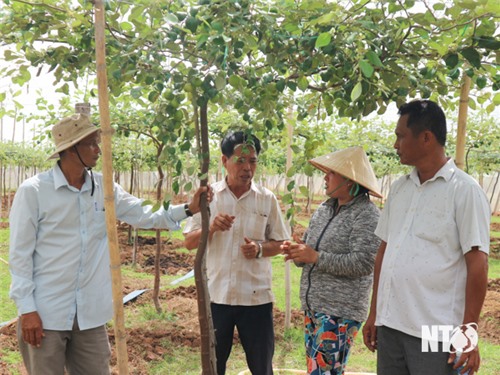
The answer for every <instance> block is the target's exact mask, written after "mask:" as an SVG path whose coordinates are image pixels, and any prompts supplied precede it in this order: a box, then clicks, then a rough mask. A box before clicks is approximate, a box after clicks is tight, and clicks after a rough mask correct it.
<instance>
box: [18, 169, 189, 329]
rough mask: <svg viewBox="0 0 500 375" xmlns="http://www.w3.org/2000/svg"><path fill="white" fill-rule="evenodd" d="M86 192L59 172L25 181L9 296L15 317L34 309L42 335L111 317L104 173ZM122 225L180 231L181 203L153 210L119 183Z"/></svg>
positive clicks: (119, 204) (184, 218) (21, 194)
mask: <svg viewBox="0 0 500 375" xmlns="http://www.w3.org/2000/svg"><path fill="white" fill-rule="evenodd" d="M94 178H95V192H94V195H93V196H91V195H90V194H91V187H92V184H91V180H90V176H89V175H87V176H86V180H85V183H84V185H83V186H82V188H81V190H78V189H76V188H75V187H73V186H70V185H69V184H68V182H67V180H66V178H65V177H64V174H63V173H62V171H61V169H60V168H59V166H58V165H56V166H55V167H54V168H53V169H51V170H49V171H47V172H43V173H40V174H38V175H36V176H34V177H32V178H30V179H28V180H26V181H24V182H23V183H22V184H21V186H20V187H19V189H18V190H17V192H16V195H15V197H14V202H13V204H12V209H11V212H10V254H9V266H10V270H11V275H12V285H11V290H10V296H11V298H12V299H13V300H14V301H15V303H16V305H17V309H18V313H19V314H20V315H21V314H25V313H28V312H33V311H37V312H38V313H39V315H40V317H41V319H42V323H43V327H44V329H50V330H57V331H64V330H71V328H72V327H73V321H74V318H75V314H77V317H78V325H79V327H80V329H82V330H84V329H90V328H95V327H98V326H101V325H103V324H104V323H106V322H107V321H109V320H110V319H111V318H112V316H113V306H112V293H111V274H110V269H109V265H110V262H109V252H108V237H107V233H106V221H105V212H104V193H103V183H102V175H101V174H100V173H94ZM114 197H115V209H116V217H117V219H118V220H121V221H124V222H126V223H128V224H131V225H135V226H138V227H141V228H170V229H180V227H179V222H180V220H182V219H185V218H186V214H185V212H184V207H183V205H179V206H174V207H172V206H171V207H170V208H169V210H168V211H165V210H163V208H161V209H160V210H158V211H156V212H152V207H151V206H148V205H146V206H143V205H142V200H140V199H138V198H136V197H134V196H132V195H130V194H128V193H127V192H126V191H125V190H123V188H122V187H120V186H119V185H118V184H115V185H114Z"/></svg>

***

The response should be an exact copy of the lines from the one with "rough mask: <svg" through the end of the data, with no other text.

#### EXERCISE RESULT
rough mask: <svg viewBox="0 0 500 375" xmlns="http://www.w3.org/2000/svg"><path fill="white" fill-rule="evenodd" d="M86 192L59 172L25 181L9 296L15 317L34 309L42 335L111 317L104 173ZM122 225L180 231L181 203L153 210L119 183Z"/></svg>
positive clicks: (119, 204) (184, 218) (21, 194)
mask: <svg viewBox="0 0 500 375" xmlns="http://www.w3.org/2000/svg"><path fill="white" fill-rule="evenodd" d="M94 178H95V192H94V195H93V196H91V195H90V194H91V187H92V184H91V180H90V176H89V175H87V176H86V180H85V183H84V185H83V186H82V188H81V190H78V189H76V188H75V187H73V186H70V185H69V184H68V182H67V180H66V178H65V177H64V174H63V173H62V171H61V169H60V168H59V166H58V165H56V166H55V167H54V168H53V169H51V170H49V171H47V172H43V173H40V174H38V175H36V176H34V177H32V178H30V179H28V180H26V181H24V182H23V183H22V184H21V186H20V187H19V189H18V190H17V192H16V195H15V197H14V202H13V204H12V209H11V212H10V254H9V266H10V270H11V275H12V285H11V290H10V296H11V298H12V299H13V300H14V301H15V303H16V305H17V309H18V313H19V314H20V315H21V314H25V313H28V312H33V311H37V312H38V313H39V315H40V317H41V319H42V323H43V327H44V329H50V330H57V331H64V330H71V328H72V327H73V321H74V318H75V314H77V317H78V325H79V327H80V329H82V330H84V329H90V328H95V327H98V326H101V325H103V324H104V323H106V322H107V321H109V320H110V319H111V318H112V316H113V306H112V293H111V274H110V269H109V265H110V262H109V252H108V237H107V233H106V221H105V212H104V193H103V183H102V175H101V174H100V173H94ZM114 197H115V209H116V217H117V219H118V220H121V221H124V222H126V223H128V224H131V225H135V226H138V227H141V228H170V229H180V227H179V222H180V220H182V219H185V218H186V214H185V212H184V207H183V205H179V206H174V207H172V206H171V207H170V208H169V210H168V211H165V210H163V208H161V209H160V210H158V211H156V212H152V207H151V206H148V205H146V206H143V205H142V200H140V199H138V198H136V197H134V196H132V195H130V194H128V193H127V192H126V191H125V190H123V188H122V187H120V186H119V185H118V184H115V185H114Z"/></svg>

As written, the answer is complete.